● Problem description: Return each line below that contains the string "lapel", copied in full.

● Source material:
◇ ◇ ◇ ◇ ◇ ◇ ◇

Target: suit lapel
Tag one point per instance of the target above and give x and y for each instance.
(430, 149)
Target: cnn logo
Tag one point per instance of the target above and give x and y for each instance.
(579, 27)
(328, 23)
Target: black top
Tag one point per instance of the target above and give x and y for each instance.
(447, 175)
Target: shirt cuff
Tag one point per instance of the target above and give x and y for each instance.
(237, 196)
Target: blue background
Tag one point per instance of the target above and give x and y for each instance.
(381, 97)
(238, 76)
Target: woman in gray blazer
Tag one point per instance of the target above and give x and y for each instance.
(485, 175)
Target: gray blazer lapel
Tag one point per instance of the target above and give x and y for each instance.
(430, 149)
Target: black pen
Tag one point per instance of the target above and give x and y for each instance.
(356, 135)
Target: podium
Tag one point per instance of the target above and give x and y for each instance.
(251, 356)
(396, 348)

◇ ◇ ◇ ◇ ◇ ◇ ◇

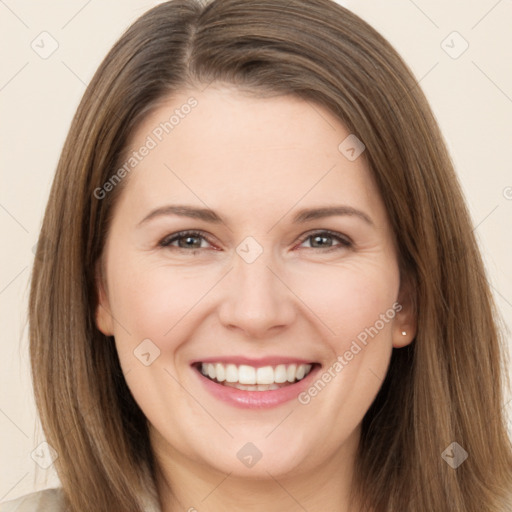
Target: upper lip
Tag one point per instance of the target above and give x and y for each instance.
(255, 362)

◇ ◇ ◇ ◇ ◇ ◇ ◇

● Answer to this exercise:
Target: suit lapel
Target: gray blazer lapel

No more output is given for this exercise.